Point localization data:
* * * * *

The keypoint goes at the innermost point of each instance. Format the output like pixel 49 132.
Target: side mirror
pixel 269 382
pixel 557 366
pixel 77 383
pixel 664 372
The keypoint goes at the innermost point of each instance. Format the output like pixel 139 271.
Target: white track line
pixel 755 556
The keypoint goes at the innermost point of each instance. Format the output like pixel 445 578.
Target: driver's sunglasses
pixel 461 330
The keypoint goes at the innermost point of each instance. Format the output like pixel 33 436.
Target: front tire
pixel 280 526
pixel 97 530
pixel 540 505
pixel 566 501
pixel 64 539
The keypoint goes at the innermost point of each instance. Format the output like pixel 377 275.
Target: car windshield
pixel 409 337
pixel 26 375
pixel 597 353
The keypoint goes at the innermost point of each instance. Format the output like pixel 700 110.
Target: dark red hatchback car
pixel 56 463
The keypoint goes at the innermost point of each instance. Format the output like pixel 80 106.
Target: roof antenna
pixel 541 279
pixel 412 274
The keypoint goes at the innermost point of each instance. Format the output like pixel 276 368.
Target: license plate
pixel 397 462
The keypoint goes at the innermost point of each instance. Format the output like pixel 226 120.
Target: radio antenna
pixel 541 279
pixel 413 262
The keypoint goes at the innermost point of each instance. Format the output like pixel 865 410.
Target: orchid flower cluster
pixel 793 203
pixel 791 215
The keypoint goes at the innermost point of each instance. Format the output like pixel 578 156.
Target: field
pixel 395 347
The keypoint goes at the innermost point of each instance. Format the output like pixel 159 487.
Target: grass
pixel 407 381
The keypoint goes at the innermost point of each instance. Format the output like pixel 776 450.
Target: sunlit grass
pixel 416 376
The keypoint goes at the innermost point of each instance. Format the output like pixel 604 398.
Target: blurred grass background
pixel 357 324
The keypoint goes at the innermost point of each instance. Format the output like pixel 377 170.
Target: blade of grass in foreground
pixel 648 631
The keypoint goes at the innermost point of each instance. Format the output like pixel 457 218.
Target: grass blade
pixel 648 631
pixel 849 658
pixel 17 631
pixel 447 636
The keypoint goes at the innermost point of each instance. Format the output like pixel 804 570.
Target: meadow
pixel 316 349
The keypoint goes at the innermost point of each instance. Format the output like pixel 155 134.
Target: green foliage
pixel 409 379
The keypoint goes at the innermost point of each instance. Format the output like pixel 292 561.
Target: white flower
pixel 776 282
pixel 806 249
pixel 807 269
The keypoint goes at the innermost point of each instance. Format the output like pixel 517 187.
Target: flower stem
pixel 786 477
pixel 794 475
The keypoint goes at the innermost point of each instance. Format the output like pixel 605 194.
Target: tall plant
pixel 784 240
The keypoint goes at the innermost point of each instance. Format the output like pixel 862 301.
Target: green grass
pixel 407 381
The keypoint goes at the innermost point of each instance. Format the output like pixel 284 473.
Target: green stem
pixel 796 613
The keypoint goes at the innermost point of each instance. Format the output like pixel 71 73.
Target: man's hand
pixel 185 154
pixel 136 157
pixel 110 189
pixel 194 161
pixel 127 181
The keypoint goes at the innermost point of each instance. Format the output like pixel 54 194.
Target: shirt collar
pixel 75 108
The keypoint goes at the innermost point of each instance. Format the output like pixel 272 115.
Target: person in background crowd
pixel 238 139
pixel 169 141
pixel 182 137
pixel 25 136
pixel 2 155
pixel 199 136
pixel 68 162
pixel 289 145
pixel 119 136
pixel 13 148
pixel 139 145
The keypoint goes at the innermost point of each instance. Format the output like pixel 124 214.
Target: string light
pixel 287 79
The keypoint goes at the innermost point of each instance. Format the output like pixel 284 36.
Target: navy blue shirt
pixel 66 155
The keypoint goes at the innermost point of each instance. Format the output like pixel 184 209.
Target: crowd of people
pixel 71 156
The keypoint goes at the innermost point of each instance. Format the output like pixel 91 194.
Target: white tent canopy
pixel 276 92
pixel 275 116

* * * * *

AIM OF THE EXERCISE: Reproduce all of the data. Leave every line unchanged.

ANSWER TO THIS EXERCISE:
The keypoint goes at the innermost point of each instance. Format the output like pixel 49 132.
Target: side mirror
pixel 269 382
pixel 557 366
pixel 77 383
pixel 664 372
The keypoint goes at the innermost point of each instance. Format the output like pixel 139 271.
Target: white track line
pixel 755 556
The keypoint goes at the innermost point of each instance. Format the output like pixel 445 578.
Target: driver's sunglasses
pixel 461 330
The keypoint goes at the innermost point of each instance. Format the output like pixel 33 436.
Target: front tire
pixel 280 526
pixel 97 530
pixel 540 505
pixel 566 501
pixel 64 539
The keypoint goes at the innermost point of each instance. Format the output like pixel 377 275.
Target: car windshield
pixel 409 337
pixel 26 375
pixel 597 353
The keypoint goes at the innermost point of each instance. Format the output like pixel 700 110.
Target: dark red hatchback car
pixel 56 463
The keypoint goes at the innermost point of each instance. Format the output like pixel 80 106.
Target: roof antenna
pixel 541 279
pixel 412 274
The keypoint goes at the innermost point of each instance. Format the output like pixel 276 368.
Target: license plate
pixel 397 462
The keypoint goes at the innermost point of each instance. Format the output like pixel 226 120.
Target: radio antenna
pixel 541 279
pixel 413 262
The keypoint goes at the innermost point of each instance. Format the output like pixel 865 410.
Target: orchid flower cluster
pixel 793 203
pixel 791 215
The keypoint goes at the innermost point of each instance. Format the output like pixel 578 156.
Target: field
pixel 395 347
The keypoint goes at the innermost point of each instance. Format the output like pixel 159 487.
Target: grass
pixel 407 381
The keypoint goes at the innermost point of each instance. Format the output like pixel 776 450.
Target: sunlit grass
pixel 416 376
The keypoint goes at the innermost point of each instance. Format the output like pixel 604 398.
Target: blurred grass background
pixel 357 324
The keypoint goes at the innermost point of each instance. Format the output like pixel 377 170.
Target: blade of grass in foreground
pixel 648 631
The keypoint goes at the innermost point of each instance. Format the output like pixel 457 218.
Target: grass blade
pixel 648 631
pixel 849 658
pixel 17 631
pixel 447 636
The keypoint goes at the innermost point of each instance. Format the output like pixel 804 570.
Target: meadow
pixel 316 349
The keypoint goes at the innermost point of each instance. Format the output like pixel 155 134.
Target: green foliage
pixel 409 379
The keypoint goes at the innermost point of each instance. Format the output like pixel 292 561.
Target: white flower
pixel 776 282
pixel 806 249
pixel 807 269
The keypoint goes at the innermost point of each instance. Format the output like pixel 517 187.
Target: flower stem
pixel 786 477
pixel 794 475
The keypoint goes at the innermost point of each instance. Format the output like pixel 605 194.
Target: tall plant
pixel 784 240
The keypoint goes at the innermost point of each instance. Format the output like pixel 862 301.
Target: green grass
pixel 407 381
The keypoint goes at the innermost point of each instance. Format the output like pixel 284 473.
Target: green stem
pixel 796 613
The keypoint goes at the innermost point of each instance. Format the output like pixel 71 73.
Target: man's hand
pixel 185 154
pixel 136 157
pixel 110 189
pixel 194 161
pixel 127 181
The keypoint goes at the innermost point of each instance. Format the output like pixel 54 194.
Target: shirt collar
pixel 75 108
The keypoint goes at the innermost point of each instance. Format the output like pixel 272 115.
Target: person in background crowd
pixel 238 139
pixel 169 141
pixel 182 137
pixel 25 136
pixel 2 155
pixel 199 136
pixel 68 162
pixel 289 145
pixel 119 136
pixel 13 148
pixel 139 145
The keypoint goes at the innermost point of each instance. Format the output like pixel 124 214.
Target: string light
pixel 287 79
The keypoint goes at the innermost point of each instance. Format the output like pixel 284 36.
Target: navy blue shirt
pixel 66 155
The keypoint goes at the innermost point of each instance. Format the output like pixel 184 209.
Target: crowd of people
pixel 71 156
The keypoint goes at the innermost point of each instance. Format the output like pixel 91 194.
Target: white tent canopy
pixel 276 92
pixel 275 116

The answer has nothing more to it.